START MATERIAL PROVIDED
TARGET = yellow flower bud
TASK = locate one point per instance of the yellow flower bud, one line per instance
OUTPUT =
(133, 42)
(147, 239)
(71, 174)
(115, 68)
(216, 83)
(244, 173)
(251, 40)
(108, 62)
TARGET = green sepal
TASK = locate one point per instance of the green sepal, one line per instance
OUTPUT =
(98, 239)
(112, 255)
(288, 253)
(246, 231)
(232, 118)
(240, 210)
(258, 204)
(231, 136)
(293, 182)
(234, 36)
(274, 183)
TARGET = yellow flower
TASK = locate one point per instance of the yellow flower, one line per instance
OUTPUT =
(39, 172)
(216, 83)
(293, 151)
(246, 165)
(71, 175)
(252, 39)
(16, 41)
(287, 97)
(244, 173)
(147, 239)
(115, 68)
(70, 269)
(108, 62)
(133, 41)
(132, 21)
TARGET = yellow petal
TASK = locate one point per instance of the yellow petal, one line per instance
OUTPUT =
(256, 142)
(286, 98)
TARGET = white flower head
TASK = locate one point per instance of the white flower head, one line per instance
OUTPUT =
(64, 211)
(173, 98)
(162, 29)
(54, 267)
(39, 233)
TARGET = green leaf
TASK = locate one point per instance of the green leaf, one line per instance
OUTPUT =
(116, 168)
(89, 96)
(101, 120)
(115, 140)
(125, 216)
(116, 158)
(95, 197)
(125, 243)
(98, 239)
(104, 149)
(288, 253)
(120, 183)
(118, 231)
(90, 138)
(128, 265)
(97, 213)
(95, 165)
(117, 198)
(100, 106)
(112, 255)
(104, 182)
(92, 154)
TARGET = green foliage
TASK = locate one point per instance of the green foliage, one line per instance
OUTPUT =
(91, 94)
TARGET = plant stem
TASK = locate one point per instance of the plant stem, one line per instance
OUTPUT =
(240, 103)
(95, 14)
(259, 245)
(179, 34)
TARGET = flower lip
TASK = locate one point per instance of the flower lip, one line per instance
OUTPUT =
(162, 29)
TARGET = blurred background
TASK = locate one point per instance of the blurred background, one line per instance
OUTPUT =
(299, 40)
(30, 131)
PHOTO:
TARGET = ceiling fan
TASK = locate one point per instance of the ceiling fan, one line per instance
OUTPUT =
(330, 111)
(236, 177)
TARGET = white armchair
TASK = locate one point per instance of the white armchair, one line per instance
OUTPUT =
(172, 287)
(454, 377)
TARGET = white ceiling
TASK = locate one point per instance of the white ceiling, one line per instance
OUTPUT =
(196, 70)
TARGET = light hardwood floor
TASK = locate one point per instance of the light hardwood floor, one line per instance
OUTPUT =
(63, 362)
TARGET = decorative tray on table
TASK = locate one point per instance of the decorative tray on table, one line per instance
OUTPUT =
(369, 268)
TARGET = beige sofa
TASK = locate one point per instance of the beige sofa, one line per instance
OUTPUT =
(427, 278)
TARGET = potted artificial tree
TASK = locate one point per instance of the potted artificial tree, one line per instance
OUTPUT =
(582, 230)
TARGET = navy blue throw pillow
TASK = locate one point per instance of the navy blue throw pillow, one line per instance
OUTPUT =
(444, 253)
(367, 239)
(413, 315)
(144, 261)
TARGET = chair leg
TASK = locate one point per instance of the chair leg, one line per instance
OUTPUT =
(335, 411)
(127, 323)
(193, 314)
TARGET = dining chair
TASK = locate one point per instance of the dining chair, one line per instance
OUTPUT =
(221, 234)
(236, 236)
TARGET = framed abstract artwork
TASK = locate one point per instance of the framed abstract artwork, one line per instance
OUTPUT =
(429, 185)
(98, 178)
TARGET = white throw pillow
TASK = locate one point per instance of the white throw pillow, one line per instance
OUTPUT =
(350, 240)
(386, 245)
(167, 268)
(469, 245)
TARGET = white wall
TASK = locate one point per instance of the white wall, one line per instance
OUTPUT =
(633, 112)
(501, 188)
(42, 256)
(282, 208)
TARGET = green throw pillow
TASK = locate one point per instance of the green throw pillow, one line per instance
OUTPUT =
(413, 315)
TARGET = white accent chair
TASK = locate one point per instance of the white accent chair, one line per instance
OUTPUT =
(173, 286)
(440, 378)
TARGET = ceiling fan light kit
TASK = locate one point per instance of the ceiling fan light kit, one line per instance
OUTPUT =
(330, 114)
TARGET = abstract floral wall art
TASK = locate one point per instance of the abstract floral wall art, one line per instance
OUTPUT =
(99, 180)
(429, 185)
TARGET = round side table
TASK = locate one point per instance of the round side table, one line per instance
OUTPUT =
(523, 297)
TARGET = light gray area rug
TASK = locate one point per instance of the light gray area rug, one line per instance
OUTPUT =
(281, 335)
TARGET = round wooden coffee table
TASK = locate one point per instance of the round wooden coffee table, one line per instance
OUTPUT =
END MATERIAL PROVIDED
**PROBLEM TO WORK ON**
All of the data above should be transcribed exactly.

**RESPONSE TO THE TASK**
TARGET = yellow flower bud
TASK = locate one point per instance of the yellow flower bud, one line per instance
OUTPUT =
(133, 42)
(147, 239)
(71, 174)
(115, 68)
(216, 83)
(244, 173)
(251, 40)
(108, 62)
TARGET = green sepal
TASK = locate one point per instance of the green sepal, one line per instance
OUTPUT =
(98, 239)
(112, 255)
(288, 253)
(246, 231)
(232, 118)
(240, 210)
(258, 204)
(231, 136)
(293, 182)
(234, 36)
(274, 183)
TARGET = yellow flower
TASK = locate one point per instance of the yellow flower, one line per instance
OUTPUT =
(39, 172)
(216, 83)
(293, 151)
(246, 165)
(71, 175)
(252, 39)
(16, 41)
(287, 97)
(244, 173)
(147, 239)
(115, 68)
(70, 269)
(108, 62)
(133, 41)
(132, 21)
TARGET = yellow petal
TASK = locate one point per instance of the yellow petal, one line per instance
OUTPUT =
(256, 142)
(286, 98)
TARGET = white flower head
TASK = locate one point per instance of the white flower head, one line per instance
OUTPUT =
(64, 211)
(173, 98)
(162, 29)
(54, 267)
(39, 233)
TARGET = green leaf
TASK = locate one point per instance of the green leaf, one line per instance
OUTPUT =
(116, 168)
(89, 96)
(101, 120)
(115, 140)
(125, 216)
(116, 158)
(95, 197)
(125, 243)
(98, 239)
(104, 149)
(288, 253)
(120, 183)
(118, 231)
(90, 138)
(128, 265)
(97, 213)
(95, 165)
(117, 198)
(100, 106)
(112, 255)
(104, 182)
(92, 154)
TARGET = green foliage
TASK = locate one point per instance of the green foliage, one line per instance
OUTPUT =
(91, 94)
TARGET = plant stem
TASK = locate one point per instance of the plant stem, one line per instance
OUTPUT =
(240, 103)
(95, 14)
(259, 245)
(179, 34)
TARGET = flower lip
TASK = locate one point per instance of the flower lip, one line per instance
OUTPUT =
(162, 29)
TARGET = blurred background
TASK = locate one point per instance of the blurred background, one line per instance
OUTPUT =
(299, 40)
(30, 131)
PHOTO:
TARGET = ceiling fan
TASK = locate one point per instance of the ceiling fan, one line per instance
OUTPUT =
(330, 111)
(236, 177)
TARGET = white armchair
TASK = locate one point per instance of the white armchair, one line per instance
OUTPUT =
(172, 287)
(454, 377)
TARGET = white ceiling
TASK = locate one point per instance of the white ceiling, one line per instance
OUTPUT =
(196, 70)
TARGET = light hardwood floor
TASK = locate one point per instance of the light hardwood floor, one line per instance
OUTPUT =
(63, 362)
TARGET = decorative tray on table
TASK = locate one point per instance of the decorative tray on table, one line per instance
OUTPUT =
(369, 268)
TARGET = beige sofa
TASK = locate one point per instance of the beige sofa, one line per instance
OUTPUT =
(427, 278)
TARGET = potted artificial tree
TASK = locate one point per instance of the potted artificial tree, one line per instance
OUTPUT =
(582, 230)
TARGET = navy blue throw pillow
TASK = locate one point per instance of the navy blue throw pillow, one line per instance
OUTPUT =
(444, 253)
(367, 239)
(413, 315)
(144, 261)
TARGET = chair leg
TASK = locate one point per instance of the chair leg, one line per instance
OUTPUT =
(335, 411)
(127, 323)
(193, 314)
TARGET = dining chair
TASK = locate one point per instance of the dining chair, one line per instance
OUTPUT =
(221, 234)
(236, 236)
TARGET = framed abstract artwork
TASK = locate one point per instance of the framed abstract artwork, one line per instance
OUTPUT =
(429, 185)
(98, 178)
TARGET = white throw pillow
TASK = locate one point per instance of the white throw pillow, one line per instance
OUTPUT =
(350, 240)
(386, 245)
(167, 268)
(469, 245)
TARGET = white wall
TASK = locate one point per instance of the white wall, one line per instance
OUTPUT =
(633, 112)
(501, 188)
(42, 256)
(282, 208)
TARGET = green throw pillow
TASK = locate one point per instance of the green throw pillow, one line per instance
OUTPUT =
(413, 315)
TARGET = white accent chair
TASK = locate one point per instance of the white accent chair, one line per instance
OUTPUT =
(173, 286)
(440, 378)
TARGET = ceiling fan light kit
TASK = locate one point per instance of the ceiling fan light kit, one line per instance
OUTPUT =
(330, 114)
TARGET = abstract floral wall art
TASK = locate one point per instance of the abstract floral wall art, one line per instance
OUTPUT =
(99, 180)
(429, 185)
TARGET = round side table
TASK = locate one point per instance of the round side table, one line per instance
OUTPUT =
(523, 297)
TARGET = light gray area rug
TASK = locate one point per instance of the light gray area rug, one line per instance
OUTPUT =
(281, 335)
TARGET = round wooden coffee table
TASK = locate one point per instance of the round wooden coffee table, one line per instance
OUTPUT =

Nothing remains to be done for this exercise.